**** Input data

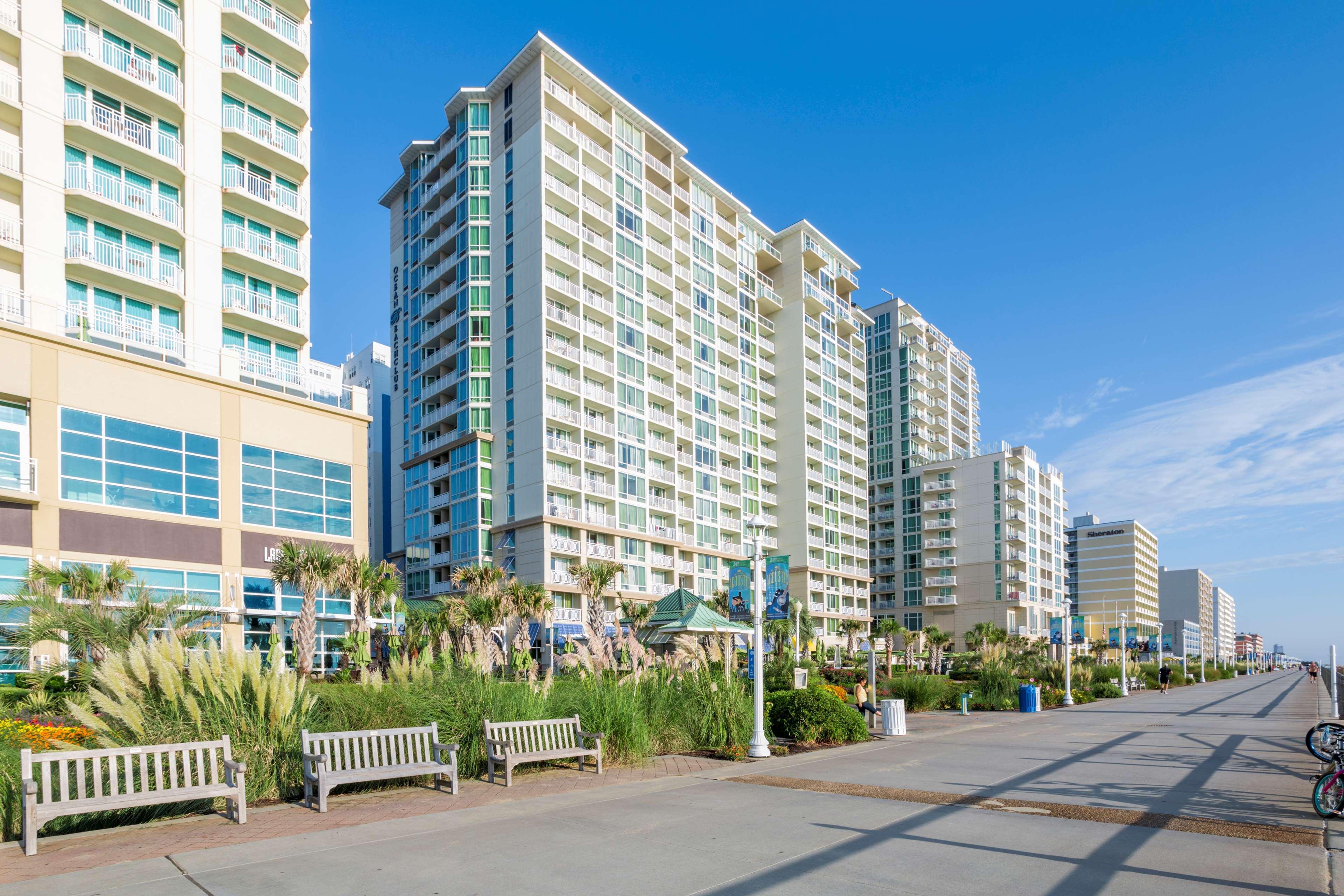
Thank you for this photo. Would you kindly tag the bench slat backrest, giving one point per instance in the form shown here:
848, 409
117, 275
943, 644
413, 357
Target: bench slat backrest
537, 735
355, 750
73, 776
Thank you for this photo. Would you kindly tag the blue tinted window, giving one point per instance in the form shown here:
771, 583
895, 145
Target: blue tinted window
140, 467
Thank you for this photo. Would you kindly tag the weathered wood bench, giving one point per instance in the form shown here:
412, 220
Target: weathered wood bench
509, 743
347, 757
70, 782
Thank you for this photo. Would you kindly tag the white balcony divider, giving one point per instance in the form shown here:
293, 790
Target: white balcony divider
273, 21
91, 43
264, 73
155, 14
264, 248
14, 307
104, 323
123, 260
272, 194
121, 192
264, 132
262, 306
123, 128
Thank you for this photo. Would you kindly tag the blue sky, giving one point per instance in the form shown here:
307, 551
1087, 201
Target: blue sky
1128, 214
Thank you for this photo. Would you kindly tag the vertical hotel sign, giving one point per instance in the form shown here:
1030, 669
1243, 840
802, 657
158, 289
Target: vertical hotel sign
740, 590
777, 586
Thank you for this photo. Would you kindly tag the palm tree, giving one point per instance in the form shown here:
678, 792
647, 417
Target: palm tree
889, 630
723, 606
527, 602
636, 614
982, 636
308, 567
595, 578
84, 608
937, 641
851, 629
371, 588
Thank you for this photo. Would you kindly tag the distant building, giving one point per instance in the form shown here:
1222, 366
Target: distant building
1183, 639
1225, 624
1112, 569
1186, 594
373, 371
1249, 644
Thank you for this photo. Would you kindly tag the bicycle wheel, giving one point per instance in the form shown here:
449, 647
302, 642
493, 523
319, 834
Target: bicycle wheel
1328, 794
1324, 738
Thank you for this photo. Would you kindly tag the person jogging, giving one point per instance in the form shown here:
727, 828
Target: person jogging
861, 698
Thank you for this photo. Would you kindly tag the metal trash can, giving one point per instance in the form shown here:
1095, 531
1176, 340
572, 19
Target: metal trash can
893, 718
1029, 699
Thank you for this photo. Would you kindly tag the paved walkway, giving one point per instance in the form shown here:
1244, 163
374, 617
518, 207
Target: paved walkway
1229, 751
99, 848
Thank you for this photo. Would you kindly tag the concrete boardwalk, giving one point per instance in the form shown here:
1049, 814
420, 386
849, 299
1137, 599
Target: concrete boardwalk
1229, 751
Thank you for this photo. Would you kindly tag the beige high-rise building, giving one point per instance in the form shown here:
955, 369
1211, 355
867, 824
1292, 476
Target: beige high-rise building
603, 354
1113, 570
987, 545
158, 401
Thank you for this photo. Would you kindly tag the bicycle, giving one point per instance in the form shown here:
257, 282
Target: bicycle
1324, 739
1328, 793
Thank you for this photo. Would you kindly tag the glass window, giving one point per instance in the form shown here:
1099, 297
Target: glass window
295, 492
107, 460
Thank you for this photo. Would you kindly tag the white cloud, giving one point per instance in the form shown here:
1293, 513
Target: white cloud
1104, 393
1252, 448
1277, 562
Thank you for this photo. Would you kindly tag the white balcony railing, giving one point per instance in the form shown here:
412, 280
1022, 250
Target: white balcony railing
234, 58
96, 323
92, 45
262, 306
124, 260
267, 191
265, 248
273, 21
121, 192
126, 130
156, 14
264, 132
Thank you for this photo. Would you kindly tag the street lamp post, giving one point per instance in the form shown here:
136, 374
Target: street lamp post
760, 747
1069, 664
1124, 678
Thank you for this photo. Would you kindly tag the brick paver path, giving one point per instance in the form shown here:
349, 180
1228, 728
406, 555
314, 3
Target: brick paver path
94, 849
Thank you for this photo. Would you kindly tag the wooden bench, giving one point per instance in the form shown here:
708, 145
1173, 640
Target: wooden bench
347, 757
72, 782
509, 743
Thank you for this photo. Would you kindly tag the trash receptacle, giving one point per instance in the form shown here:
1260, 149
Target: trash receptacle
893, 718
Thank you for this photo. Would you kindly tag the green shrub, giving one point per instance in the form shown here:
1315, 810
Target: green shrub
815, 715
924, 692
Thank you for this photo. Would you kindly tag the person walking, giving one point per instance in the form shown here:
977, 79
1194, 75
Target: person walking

********
**** Input data

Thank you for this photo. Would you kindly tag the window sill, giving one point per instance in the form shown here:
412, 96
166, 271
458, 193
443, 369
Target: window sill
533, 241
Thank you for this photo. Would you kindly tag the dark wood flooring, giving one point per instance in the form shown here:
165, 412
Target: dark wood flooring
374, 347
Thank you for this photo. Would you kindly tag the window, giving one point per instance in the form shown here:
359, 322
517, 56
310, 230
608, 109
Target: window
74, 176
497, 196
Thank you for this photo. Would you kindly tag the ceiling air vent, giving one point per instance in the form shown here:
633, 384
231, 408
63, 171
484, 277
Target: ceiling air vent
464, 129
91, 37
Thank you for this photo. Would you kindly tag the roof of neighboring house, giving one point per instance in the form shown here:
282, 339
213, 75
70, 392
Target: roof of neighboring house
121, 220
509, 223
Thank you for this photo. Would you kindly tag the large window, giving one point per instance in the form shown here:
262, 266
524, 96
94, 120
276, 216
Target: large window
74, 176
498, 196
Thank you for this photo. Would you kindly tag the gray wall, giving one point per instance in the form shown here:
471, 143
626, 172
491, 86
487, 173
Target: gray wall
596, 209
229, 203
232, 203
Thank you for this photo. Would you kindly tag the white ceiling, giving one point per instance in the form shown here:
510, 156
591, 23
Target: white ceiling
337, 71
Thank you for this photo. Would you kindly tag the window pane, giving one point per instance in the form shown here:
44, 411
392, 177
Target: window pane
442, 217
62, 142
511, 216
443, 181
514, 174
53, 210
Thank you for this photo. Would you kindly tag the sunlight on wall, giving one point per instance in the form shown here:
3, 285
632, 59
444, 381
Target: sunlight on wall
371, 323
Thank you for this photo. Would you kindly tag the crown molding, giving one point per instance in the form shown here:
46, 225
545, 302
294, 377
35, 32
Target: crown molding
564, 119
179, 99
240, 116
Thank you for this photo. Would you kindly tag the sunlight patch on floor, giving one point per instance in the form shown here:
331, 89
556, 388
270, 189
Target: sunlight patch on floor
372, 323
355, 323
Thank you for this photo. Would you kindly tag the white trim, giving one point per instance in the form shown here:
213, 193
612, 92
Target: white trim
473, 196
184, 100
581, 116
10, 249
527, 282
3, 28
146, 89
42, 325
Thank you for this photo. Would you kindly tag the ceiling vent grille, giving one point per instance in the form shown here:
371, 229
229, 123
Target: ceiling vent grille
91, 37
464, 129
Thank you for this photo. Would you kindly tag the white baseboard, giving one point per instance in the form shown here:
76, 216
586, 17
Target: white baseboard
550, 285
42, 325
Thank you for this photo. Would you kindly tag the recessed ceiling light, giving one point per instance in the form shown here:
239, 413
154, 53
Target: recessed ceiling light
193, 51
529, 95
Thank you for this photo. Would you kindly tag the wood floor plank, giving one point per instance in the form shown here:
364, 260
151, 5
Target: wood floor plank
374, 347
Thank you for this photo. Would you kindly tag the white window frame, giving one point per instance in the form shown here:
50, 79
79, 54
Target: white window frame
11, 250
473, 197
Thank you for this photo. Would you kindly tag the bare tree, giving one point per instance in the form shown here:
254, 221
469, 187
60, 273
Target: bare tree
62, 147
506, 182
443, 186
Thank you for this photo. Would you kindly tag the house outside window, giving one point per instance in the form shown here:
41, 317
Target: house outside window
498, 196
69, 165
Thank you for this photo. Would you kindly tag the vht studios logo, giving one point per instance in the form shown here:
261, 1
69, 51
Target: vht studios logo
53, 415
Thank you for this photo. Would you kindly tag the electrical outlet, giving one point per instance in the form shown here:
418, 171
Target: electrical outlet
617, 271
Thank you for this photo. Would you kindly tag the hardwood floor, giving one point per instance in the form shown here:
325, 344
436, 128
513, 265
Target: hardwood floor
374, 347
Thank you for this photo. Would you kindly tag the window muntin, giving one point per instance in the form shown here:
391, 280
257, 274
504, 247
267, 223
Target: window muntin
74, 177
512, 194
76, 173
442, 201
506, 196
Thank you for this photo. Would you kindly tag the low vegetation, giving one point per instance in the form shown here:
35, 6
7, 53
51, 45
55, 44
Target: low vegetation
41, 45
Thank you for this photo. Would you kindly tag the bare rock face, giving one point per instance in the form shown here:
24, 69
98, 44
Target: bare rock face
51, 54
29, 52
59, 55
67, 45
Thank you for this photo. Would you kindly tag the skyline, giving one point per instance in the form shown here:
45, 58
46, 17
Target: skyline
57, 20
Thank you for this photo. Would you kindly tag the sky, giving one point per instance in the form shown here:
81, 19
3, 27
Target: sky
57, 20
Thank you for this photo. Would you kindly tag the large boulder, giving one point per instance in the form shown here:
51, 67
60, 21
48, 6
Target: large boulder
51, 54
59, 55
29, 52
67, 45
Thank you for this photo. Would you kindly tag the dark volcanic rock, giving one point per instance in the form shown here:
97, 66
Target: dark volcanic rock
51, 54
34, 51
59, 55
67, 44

********
**** Input data

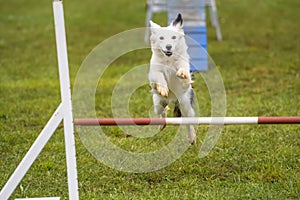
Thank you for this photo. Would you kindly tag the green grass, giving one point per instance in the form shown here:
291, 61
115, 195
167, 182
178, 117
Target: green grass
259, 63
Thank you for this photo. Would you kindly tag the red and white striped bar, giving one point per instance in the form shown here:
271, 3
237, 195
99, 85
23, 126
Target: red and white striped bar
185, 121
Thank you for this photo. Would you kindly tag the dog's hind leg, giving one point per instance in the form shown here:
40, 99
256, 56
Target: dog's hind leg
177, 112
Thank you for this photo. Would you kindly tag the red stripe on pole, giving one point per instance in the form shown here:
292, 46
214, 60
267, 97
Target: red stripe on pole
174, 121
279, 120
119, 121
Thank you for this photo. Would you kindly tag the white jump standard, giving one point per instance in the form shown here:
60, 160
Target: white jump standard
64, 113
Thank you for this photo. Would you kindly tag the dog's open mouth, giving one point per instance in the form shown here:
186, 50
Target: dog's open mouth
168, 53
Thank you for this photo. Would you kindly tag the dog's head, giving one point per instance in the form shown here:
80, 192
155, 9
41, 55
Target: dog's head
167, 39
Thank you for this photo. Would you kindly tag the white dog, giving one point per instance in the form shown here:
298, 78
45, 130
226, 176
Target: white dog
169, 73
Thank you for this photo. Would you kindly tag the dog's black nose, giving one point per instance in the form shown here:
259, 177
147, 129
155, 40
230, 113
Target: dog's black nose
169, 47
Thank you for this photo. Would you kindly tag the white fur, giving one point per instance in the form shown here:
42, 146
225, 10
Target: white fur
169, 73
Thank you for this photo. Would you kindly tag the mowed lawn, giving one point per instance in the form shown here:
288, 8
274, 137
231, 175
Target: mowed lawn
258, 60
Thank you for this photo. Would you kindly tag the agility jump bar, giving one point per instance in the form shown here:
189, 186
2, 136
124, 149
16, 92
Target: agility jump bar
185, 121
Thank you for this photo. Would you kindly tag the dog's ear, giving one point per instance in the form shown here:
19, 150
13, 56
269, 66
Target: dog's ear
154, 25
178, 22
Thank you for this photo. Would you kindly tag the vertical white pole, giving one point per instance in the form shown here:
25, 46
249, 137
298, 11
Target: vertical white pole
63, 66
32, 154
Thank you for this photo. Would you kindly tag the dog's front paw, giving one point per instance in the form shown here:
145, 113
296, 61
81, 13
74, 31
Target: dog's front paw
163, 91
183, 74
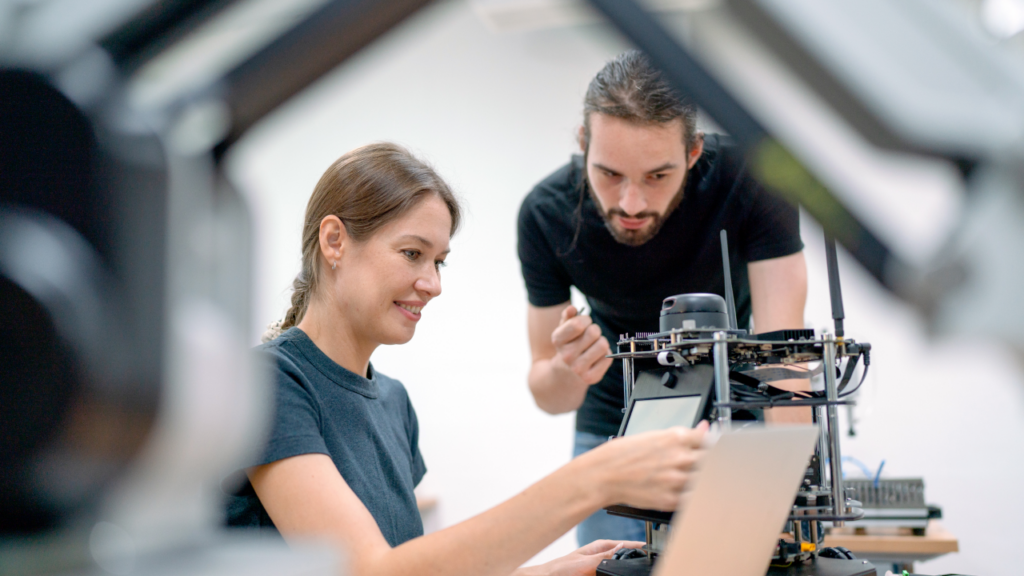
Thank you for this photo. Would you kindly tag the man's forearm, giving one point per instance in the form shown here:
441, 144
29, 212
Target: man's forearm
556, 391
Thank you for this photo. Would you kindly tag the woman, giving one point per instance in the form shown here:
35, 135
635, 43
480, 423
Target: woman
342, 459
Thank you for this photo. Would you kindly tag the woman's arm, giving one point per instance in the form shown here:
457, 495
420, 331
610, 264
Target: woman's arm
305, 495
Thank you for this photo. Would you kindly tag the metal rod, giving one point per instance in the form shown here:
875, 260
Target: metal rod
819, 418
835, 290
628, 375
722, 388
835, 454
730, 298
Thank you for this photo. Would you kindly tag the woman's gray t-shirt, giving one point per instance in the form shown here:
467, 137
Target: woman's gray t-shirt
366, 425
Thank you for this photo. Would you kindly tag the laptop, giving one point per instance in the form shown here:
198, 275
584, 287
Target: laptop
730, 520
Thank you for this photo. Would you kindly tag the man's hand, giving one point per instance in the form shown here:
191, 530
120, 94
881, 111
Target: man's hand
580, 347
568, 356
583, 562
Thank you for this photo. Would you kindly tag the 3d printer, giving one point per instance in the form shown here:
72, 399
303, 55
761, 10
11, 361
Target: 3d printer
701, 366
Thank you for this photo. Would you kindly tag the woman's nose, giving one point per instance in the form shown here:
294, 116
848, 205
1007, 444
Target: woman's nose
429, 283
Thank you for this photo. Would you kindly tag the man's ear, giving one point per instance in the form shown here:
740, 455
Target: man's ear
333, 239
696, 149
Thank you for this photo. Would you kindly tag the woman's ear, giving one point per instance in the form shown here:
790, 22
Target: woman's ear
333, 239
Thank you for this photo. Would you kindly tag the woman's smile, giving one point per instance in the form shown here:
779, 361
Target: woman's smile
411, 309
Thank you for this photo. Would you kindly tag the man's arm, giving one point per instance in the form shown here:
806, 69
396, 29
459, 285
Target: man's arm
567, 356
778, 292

********

**Directions**
Your reply should hold every line from the data that contains "walking", copied in full.

**Finished task**
Thank you for this photo. Would you kindly tag the person walking, giving one point per instance in the form shown here:
Target: person walking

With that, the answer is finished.